▶ Challenge 1: In the records, update the lines that begin at the line containing "the white flower" and stop after the line containing "point(446, 569)". Replace "grateful" with "thankful" and leave everything else as it is.

Finally, you use runProxy to run the Session and convert it back to the base monad. First we'll try our lines' Producer, which will stream lines from the following file:

 $ cat test.txt
 Line 1
 Line 2
 Line 3

The following program never brings more than a single line into memory (not that it matters for such a small file):

>>> withFile "test.txt" ReadMode $ \h -> runProxy $ lines' h >-> printer
Received a value:
"Line 1"
Received a value:
"Line 2"
Received a value:
"Line 3"

Similarly, we can lazily stream user input, requesting values from the user only when we need them:

>>> runProxy $ promptInt >-> printer :: IO r
Enter an Integer:
1<Enter>
Received a value:
1
Enter an Integer:
5<Enter>
Received a value:
5
...

The last example proceeds endlessly until we hit Ctrl-C to interrupt it.

We would like to limit the number of iterations, so lets define an intermediate Proxy that behaves like a verbose take. I will call it a Pipe (this library's namesake) since values flow through it:

 --                        'a's flow in ---+ +--- 'a's flow out
 --                                        | |
 --                                        v v
 take' :: (Proxy p) => Int -> () -> Pipe p a a IO ()
 take' n () = runIdentityP $ do
     replicateM_ n $ do
         a <- request ()
         respond a
     lift $ putStrLn "You shall not pass!"

This Pipe forwards the first n values it receives undisturbed, then it outputs a cute message. You can compose it between the Producer and Consumer using (>->):

>>> runProxy $ promptInt >-> take' 2 >-> printer :: IO ()
Enter an Integer:
9<Enter>
Received a value:
9
Enter an Integer:
2<Enter>
Received a value:
2
You shall not pass!

When take' 2 terminates, it brings down every Proxy composed with it.

Notice how promptInt behaves lazily and only responds with as many values as we request. We requested exactly two values, so it only prompts the user twice.

We can already spot several improvements upon traditional lazy IO:

  • You can define your own lazy components that have nothing to do with files
  • pipes never uses unsafePerformIO and never violates referential transparency.
  • You don't need strictness hacks to ensure the proper ordering of effects
  • You can interleave effects in downstream stages, too

However, this library can offer even more than that!

Bidirectionality

So far we've only defined proxies that send information downstream in the direction of the (>->) arrow. However, we don't need to limit ourselves to unidirectional communication and we can enhance these proxies with the ability to send information upstream with each request that determines how upstream stages respond.

For example, Clients generalize Consumers because they can supply an argument other than () with each request. The following Client sends three requests upstream, each of which provides an Int argument and expects a Bool result:

 --                   Sends out 'Int's ---+   +-- Receives back 'Bool's
 --                                       |   |
 --                                       v   v
 threeReqs :: (Proxy p) => () -> Client p Int Bool IO ()
 threeReqs () = runIdentityP $ forM_ [1, 3, 1] $ \argument -> do
     lift $ putStrLn $ "Client Sends:    " ++ show (argument :: Int)

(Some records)
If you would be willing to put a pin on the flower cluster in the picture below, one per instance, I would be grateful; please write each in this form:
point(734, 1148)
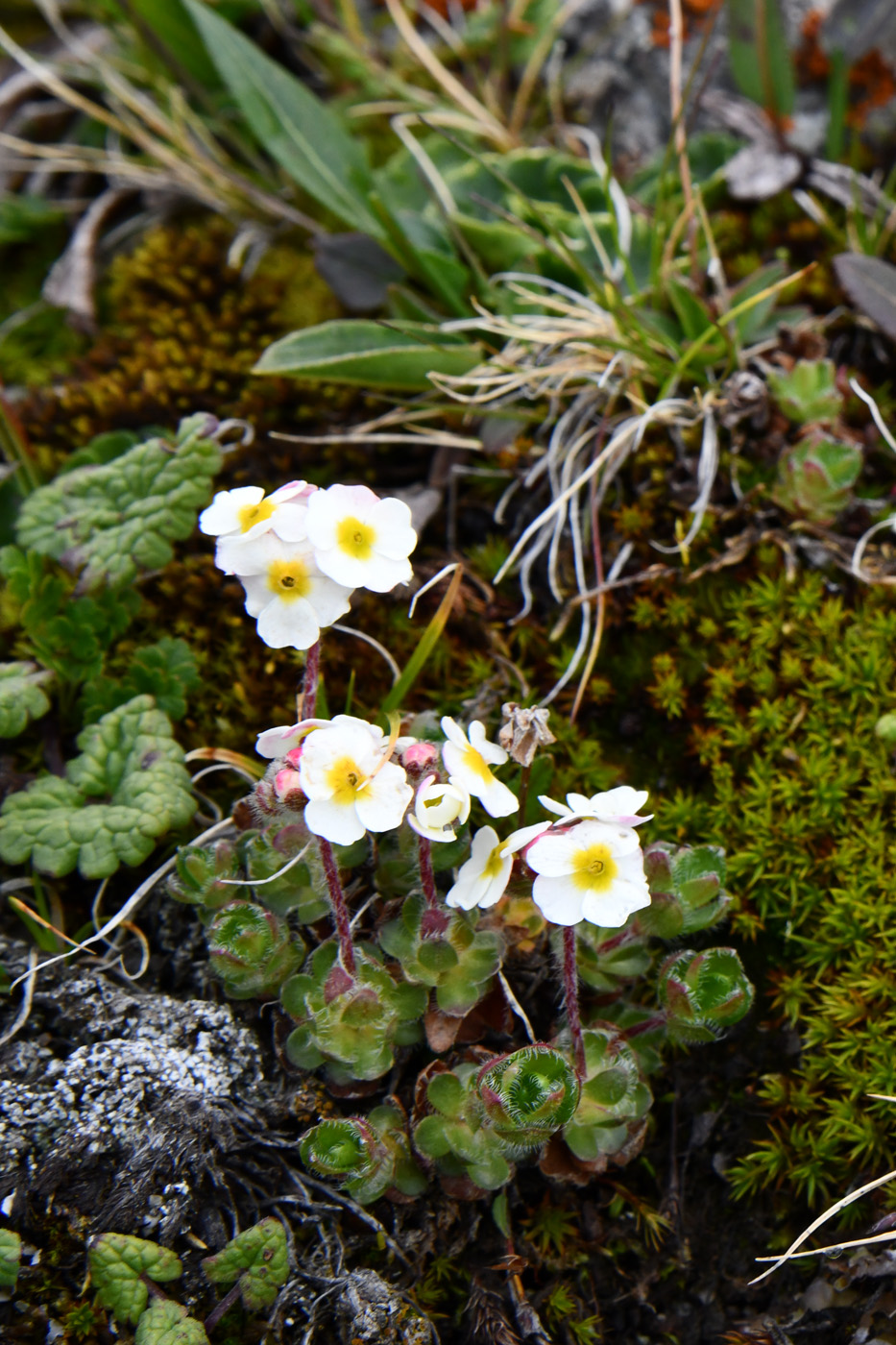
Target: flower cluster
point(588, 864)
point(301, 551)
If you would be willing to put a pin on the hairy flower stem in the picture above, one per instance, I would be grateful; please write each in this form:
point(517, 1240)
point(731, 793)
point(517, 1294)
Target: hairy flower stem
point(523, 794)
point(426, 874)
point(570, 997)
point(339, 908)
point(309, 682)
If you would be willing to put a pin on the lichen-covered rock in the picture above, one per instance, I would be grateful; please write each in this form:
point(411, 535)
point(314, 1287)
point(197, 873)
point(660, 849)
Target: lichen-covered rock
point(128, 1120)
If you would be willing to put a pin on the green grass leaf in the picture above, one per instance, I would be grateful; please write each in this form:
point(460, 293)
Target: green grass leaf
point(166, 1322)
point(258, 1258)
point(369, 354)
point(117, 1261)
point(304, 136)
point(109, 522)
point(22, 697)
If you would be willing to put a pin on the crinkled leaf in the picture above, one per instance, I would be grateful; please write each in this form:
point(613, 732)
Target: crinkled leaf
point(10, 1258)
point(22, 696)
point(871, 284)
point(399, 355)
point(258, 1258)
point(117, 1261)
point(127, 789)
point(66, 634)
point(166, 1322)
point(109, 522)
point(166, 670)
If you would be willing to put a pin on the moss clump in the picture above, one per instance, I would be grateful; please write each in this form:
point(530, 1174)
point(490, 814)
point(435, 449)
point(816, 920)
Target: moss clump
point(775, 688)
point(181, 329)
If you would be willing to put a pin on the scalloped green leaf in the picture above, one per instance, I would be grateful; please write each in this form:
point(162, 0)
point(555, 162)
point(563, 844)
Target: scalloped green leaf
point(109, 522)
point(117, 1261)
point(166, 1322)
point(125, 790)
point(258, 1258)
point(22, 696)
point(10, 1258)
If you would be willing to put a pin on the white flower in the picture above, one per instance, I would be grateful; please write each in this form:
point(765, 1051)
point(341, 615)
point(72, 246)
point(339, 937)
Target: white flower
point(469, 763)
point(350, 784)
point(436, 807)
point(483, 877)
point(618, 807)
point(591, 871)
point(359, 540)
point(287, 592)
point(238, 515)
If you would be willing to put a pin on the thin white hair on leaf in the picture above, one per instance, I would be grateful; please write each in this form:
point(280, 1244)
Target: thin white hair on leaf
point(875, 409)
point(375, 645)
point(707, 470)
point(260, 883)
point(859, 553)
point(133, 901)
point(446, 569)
==
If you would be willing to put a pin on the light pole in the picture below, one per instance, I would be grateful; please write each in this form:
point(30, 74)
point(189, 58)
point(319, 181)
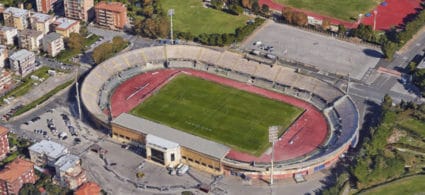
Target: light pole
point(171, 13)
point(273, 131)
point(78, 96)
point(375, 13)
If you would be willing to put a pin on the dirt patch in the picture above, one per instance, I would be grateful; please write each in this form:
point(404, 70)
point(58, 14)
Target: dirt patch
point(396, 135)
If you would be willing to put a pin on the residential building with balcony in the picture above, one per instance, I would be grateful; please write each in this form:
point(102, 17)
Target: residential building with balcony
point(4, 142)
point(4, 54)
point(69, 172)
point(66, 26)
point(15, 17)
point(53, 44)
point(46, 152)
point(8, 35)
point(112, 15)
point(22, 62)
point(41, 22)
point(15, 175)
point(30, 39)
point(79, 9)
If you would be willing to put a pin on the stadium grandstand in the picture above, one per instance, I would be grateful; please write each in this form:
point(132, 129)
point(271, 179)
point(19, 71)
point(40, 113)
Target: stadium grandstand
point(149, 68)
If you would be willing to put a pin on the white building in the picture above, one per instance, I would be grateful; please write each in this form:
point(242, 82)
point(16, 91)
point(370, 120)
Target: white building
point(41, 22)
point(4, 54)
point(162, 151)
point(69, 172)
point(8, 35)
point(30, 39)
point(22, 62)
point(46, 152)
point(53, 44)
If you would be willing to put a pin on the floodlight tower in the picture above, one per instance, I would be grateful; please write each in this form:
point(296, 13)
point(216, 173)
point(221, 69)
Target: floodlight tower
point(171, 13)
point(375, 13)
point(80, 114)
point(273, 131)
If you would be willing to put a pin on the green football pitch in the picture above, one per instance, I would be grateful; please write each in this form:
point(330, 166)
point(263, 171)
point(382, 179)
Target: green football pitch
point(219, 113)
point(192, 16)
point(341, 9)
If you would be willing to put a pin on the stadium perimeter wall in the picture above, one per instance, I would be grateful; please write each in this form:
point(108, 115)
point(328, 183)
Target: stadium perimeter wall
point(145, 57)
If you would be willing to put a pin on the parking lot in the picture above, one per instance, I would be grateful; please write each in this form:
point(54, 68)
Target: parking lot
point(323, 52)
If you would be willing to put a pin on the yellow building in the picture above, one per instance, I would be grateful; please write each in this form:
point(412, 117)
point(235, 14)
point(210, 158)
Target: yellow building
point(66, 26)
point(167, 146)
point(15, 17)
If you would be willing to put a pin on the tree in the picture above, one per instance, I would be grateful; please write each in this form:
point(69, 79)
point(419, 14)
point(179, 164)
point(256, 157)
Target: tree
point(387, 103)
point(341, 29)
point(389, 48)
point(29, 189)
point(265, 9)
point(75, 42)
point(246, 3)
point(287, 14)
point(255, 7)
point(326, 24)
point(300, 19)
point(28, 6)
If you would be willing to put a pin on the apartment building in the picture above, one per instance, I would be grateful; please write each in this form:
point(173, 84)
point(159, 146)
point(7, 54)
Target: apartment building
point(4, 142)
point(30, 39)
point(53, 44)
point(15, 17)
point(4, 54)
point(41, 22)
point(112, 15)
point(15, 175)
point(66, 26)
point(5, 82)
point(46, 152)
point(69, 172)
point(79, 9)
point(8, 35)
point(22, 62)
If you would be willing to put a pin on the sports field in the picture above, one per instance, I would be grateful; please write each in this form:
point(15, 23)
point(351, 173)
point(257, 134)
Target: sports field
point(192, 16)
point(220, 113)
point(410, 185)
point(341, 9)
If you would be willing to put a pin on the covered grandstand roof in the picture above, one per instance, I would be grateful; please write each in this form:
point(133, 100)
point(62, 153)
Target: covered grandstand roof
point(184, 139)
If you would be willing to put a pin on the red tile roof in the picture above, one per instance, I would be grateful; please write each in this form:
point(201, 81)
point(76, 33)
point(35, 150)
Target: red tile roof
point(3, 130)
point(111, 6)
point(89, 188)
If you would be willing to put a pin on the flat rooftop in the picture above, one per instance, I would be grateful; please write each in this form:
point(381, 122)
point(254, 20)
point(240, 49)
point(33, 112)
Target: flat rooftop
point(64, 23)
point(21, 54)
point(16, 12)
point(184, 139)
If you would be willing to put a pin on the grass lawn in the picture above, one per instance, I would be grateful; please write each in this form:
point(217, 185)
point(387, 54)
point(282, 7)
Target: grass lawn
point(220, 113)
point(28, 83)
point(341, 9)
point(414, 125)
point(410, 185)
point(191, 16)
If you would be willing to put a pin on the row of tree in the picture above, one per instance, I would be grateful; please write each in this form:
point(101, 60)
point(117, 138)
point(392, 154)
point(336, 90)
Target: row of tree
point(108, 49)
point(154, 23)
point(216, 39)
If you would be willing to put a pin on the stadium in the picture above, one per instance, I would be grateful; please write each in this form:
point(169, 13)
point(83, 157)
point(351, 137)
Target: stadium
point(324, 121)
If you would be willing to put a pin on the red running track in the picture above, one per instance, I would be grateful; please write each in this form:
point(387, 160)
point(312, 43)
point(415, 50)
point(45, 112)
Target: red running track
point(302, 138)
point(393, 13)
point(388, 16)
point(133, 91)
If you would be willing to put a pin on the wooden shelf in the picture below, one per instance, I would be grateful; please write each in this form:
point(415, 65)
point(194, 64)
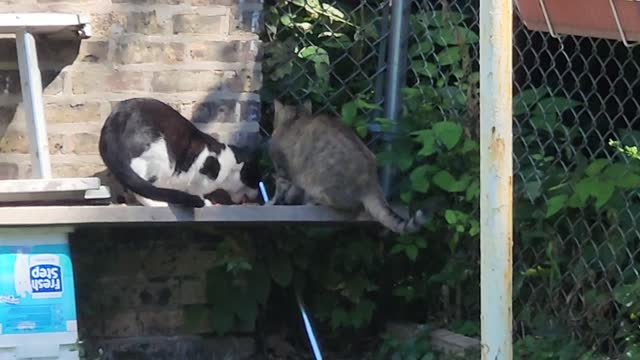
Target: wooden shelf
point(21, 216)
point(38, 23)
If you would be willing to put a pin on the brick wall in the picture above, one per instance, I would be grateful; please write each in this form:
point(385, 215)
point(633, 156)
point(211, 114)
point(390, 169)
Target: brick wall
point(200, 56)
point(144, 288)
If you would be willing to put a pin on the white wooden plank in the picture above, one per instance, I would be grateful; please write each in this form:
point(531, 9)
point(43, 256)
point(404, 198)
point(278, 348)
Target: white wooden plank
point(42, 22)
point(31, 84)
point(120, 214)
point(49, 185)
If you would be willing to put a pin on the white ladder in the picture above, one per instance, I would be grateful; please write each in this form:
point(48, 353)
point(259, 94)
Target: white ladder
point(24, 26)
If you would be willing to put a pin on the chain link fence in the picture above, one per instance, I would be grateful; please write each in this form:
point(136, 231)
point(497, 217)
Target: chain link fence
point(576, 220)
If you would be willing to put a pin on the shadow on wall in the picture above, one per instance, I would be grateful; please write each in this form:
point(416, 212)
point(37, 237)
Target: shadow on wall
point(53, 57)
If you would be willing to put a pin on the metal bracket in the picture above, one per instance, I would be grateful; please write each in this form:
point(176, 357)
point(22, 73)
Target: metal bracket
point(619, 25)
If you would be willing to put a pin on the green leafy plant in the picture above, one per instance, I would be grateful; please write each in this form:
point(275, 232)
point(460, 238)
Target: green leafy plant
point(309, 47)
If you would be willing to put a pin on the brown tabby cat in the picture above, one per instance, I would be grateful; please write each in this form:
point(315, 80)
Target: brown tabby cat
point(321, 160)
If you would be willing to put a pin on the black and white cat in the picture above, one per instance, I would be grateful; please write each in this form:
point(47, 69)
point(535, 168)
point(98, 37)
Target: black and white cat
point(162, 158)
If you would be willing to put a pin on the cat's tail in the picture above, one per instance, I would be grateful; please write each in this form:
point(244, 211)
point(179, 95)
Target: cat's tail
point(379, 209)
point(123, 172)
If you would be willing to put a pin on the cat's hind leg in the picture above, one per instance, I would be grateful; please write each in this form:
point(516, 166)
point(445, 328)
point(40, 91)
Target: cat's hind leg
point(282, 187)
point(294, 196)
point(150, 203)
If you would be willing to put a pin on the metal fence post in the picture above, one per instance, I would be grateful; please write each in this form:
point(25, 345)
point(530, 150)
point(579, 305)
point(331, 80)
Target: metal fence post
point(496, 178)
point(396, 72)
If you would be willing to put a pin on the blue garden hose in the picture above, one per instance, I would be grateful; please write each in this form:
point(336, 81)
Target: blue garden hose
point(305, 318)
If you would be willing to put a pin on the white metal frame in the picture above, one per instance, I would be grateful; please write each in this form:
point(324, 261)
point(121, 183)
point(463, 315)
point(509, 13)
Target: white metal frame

▶ Challenge 2: Go on with the pipes library tutorial from the point where it stops.

▶ Answer 1:
If you would be willing to put a pin on the white flower in the picture above, one per instance, I would be thankful; please write each in this form:
point(765, 1051)
point(341, 615)
point(72, 246)
point(339, 937)
Target: white flower
point(469, 763)
point(350, 784)
point(436, 807)
point(483, 877)
point(618, 807)
point(591, 871)
point(359, 540)
point(287, 592)
point(238, 515)
If you would be willing to put a pin on the thin white hair on leaf in the picture above, one per instance, I would be thankful; please write each in this form:
point(280, 1244)
Target: thin white hair on leaf
point(875, 409)
point(375, 645)
point(707, 470)
point(260, 883)
point(859, 553)
point(133, 901)
point(446, 569)

▶ Answer 2:
     result <- request argument
     lift $ putStrLn $ "Client Receives: " ++ show (result :: Bool)
     lift $ putStrLn "*"

Notice how Clients use "request argument" instead of "request ()". This sends "argument" upstream to parametrize the request.

Servers similarly generalize Producers because they receive arguments other than (). The following Server receives Int requests and responds with Bools:

 --                    Receives 'Int's ---+   +--- Replies with 'Bool's
 --                                       |   |
 --                                       v   v
 comparer :: (Proxy p) => Int -> Server p Int Bool IO r
 comparer = runIdentityK loop where
     loop argument = do
         lift $ putStrLn $ "Server Receives: " ++ show (argument :: Int)
         let result = argument > 2
         lift $ putStrLn $ "Server Sends:    " ++ show (result :: Bool)
         nextArgument <- respond result
         loop nextArgument

Notice how Servers receive their first argument as a parameter and bind each subsequent argument using respond. This library provides a combinator which abstracts away this common pattern:

 foreverK :: (Monad m) => (a -> m a) -> a -> m b
 foreverK f = loop where
     loop argument = do
          nextArgument <- f argument
          loop nextArgument

 -- or: foreverK f = f >=> foreverK f
 --                = f >=> f >=> f >=> f >=> ...

We can use this to simplify the comparer Server:

 comparer = runIdentityK $ foreverK $ \argument -> do
     lift $ putStrLn $ "Server Receives: " ++ show argument
     let result = argument > 2
     lift $ putStrLn $ "Server Sends:    " ++ show result
     respond result

... which looks just like the way you might write a server's main loop in another programming language.

You can compose a Server and Client using (>->), and this also returns a runnable Session:

 comparer >-> threeReqs :: (Proxy p) => () -> Session p IO ()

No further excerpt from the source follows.